Goal of the exercise: In every record below, replace "mask of" with "outline of" and leave everything else unchanged.

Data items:
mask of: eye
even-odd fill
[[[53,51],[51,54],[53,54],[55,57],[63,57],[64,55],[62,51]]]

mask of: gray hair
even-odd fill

Task output:
outline of: eye
even-odd fill
[[[53,51],[51,54],[53,54],[55,57],[63,57],[64,55],[62,51]]]

outline of: gray hair
even-odd fill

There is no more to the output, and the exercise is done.